*WHAT YOU NEED TO DO:*
A: Answer these questions using the review of the Beta Band's debut album:
(i) In what season and year did the Beta Band emerge on the British scene?
(ii) How long is the tape collage "Monolith"?
(iii) What is the title of the album's lead-off track?
B: Translate this sentence from the review of the Beta Band's debut album into French: "The EPs established the core of their sound: trippy, droney space folk, with a tendency to overstay their welcome past the six minute mark."
C: Rewrite the passage of the review of the Beta Band's debut album starting at "To understand why" and ending at "turned to men.", replacing "clerks" with "employees".

── EXTRACT ──

To understand why the Beta Band have captured the imagination of the British music press and the hardcore geeks who read them, picture the obsessive record store clerks inHigh Fidelity , Nick Hornby's seminal literary ode to music geekdom. Listen to the Beta Band's full-length, self-titled debut album and it's easy to envision the clerks making a list of their top five comparisons. Take your pick: Fairport Convention remixed by King Tubby; the Vaselines meet Stereolab; Beck and RZA jamming on Krautrock; Negativland splicing up old Spike Jones records; the Ween boys turned to men.
While their music conjures images of these collaborations, it's also unassuming enough to sound like it could have been created by that eccentric musician down the street from you. It's inventive enough that some trainspotters will think it's genius, but its homespun simplicity suggests that these people should get outside and meet their neighbours.
The Beta Band emerged on the British scene in the fall of 1997 with a trilogy of vinyl-only EPs, packaged and re-released as the single CD, The Three EPs , in January of this year. The EPs established the core of their sound: trippy, droney space folk, with a tendency to overstay their welcome past the six minute mark. The highlight, however, was the 15-minute tape collage "Monolith," which displayed the depth of the band's vision.
On their new album, that ambition is married to their pop tendencies, as heard on "The Hard One." That one song features a distant piano sounding like it was recorded in the middle of the woods, subsonic dub bass, wind chimes forchrissakes, a deconstructive bridge of tape splicing, haunting vocals that sound like Nick Drake on valium, and an inverse interpolation of the pomp-rock classic "Total Eclipse of the Heart" ("Once upon a time I was falling apart / Now I'm only falling in love").
Both the EPs and the album are a glorious mess, infuriating for their daring experimentation that fails almost as often as it succeeds. But because they're so shameless about laying all their creative cards on the table, they get an "A" for ambition and full marks for being a deconstructivist pop band several worlds away from a mainstream map. The listener is confronted immediately by the lead-off track, a gonzo trilogy titled "The Beta Band Rap," which attempts to recap the short history of the band.

───
── MATERIAL PROVIDED ──

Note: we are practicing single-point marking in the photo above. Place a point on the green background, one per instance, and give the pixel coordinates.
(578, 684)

───
── MATERIAL PROVIDED ──

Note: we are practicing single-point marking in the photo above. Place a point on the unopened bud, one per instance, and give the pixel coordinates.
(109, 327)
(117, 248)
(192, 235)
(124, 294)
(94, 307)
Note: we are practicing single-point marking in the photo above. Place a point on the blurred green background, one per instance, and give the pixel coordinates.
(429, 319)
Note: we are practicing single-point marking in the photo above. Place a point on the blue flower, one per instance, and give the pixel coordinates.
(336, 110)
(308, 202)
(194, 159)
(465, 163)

───

*ANSWERS TO THE PROBLEMS:*
A:
(i) The fall of 1997.
(ii) 15 minutes.
(iii) "The Beta Band Rap."

B: Les EP ont établi le cœur de leur son : un space folk planant et bourdonnant, avec une tendance à s'éterniser au-delà de la barre des six minutes.

C:
To understand why the Beta Band have captured the imagination of the British music press and the hardcore geeks who read them, picture the obsessive record store employees inHigh Fidelity , Nick Hornby's seminal literary ode to music geekdom. Listen to the Beta Band's full-length, self-titled debut album and it's easy to envision the employees making a list of their top five comparisons. Take your pick: Fairport Convention remixed by King Tubby; the Vaselines meet Stereolab; Beck and RZA jamming on Krautrock; Negativland splicing up old Spike Jones records; the Ween boys turned to men.